#### TEXT PASSAGE
┌────────

It's not unmanageable, but it's certainly a lot harder than supporting iOS.

------
greggman
I understand the positive arguments for keeping so many things about iOS
closed. Examples: It provides a more consistant user experience. It lets Apple
control more of the over all quality. Etc.. I also understand some of the
negative arguments for keeping it closed. Apple makes money on the app store
and media sales so why would they let a different bookstore, music store or
app store in.

But I think there's a bigger picture argument. It goes something like this

Imagine it's say 1982. Imagine all the popular computers at that time were as
ridged and closed as iOS is now. Imagine it stayed closed for 30 years. You're
allowed to make apps but nothing that Apple says no to. How many innovations
would we be living without?

Would mp3s and music services even exist? If I remember correctly the first
mp3 player I ever used was Winamp in 1996-97. It came out long long before
iTunes. If the lead computer companies never allowed anything other than the
music apps that existed in 1982 would we have downloadable music now?

└────────

Reproduce everything in the iOS forum thread from "Would mp3s and" down to "downloadable music now?", word for word.

#### DATA SUPPLIED
┌────────

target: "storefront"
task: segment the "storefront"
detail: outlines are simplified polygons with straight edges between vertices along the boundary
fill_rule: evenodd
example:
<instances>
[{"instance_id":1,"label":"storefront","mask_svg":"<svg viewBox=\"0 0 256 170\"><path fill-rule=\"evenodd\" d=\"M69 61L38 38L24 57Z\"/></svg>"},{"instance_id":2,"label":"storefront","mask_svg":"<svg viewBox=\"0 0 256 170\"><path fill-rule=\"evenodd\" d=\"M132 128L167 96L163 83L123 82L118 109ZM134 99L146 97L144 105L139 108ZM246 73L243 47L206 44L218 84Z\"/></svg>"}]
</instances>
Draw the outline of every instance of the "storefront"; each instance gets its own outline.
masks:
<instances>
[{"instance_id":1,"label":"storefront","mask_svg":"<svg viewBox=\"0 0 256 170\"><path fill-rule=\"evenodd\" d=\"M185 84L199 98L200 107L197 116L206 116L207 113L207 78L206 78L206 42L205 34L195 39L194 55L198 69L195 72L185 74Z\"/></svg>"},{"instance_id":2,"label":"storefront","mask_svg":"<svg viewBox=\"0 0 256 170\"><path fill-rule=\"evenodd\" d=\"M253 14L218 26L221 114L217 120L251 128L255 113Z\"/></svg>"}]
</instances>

└────────
┌────────

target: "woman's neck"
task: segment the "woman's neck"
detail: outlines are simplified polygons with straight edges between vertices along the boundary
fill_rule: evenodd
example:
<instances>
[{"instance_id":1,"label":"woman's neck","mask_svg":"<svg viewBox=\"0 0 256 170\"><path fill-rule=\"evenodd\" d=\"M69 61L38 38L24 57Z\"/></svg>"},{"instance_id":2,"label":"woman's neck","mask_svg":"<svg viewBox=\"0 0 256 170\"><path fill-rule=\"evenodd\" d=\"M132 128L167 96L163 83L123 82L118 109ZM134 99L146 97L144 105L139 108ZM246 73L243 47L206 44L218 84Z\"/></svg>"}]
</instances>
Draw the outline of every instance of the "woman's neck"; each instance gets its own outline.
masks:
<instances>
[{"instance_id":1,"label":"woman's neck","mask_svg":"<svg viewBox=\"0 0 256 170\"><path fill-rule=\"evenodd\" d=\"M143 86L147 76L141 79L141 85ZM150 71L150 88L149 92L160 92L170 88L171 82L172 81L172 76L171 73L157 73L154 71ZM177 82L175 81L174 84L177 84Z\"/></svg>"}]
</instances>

└────────

#### FINAL RESULT
Would mp3s and music services even exist? If I remember correctly the first
mp3 player I ever used was Winamp in 1996-97. It came out long long before
iTunes. If the lead computer companies never allowed anything other than the
music apps that existed in 1982 would we have downloadable music now?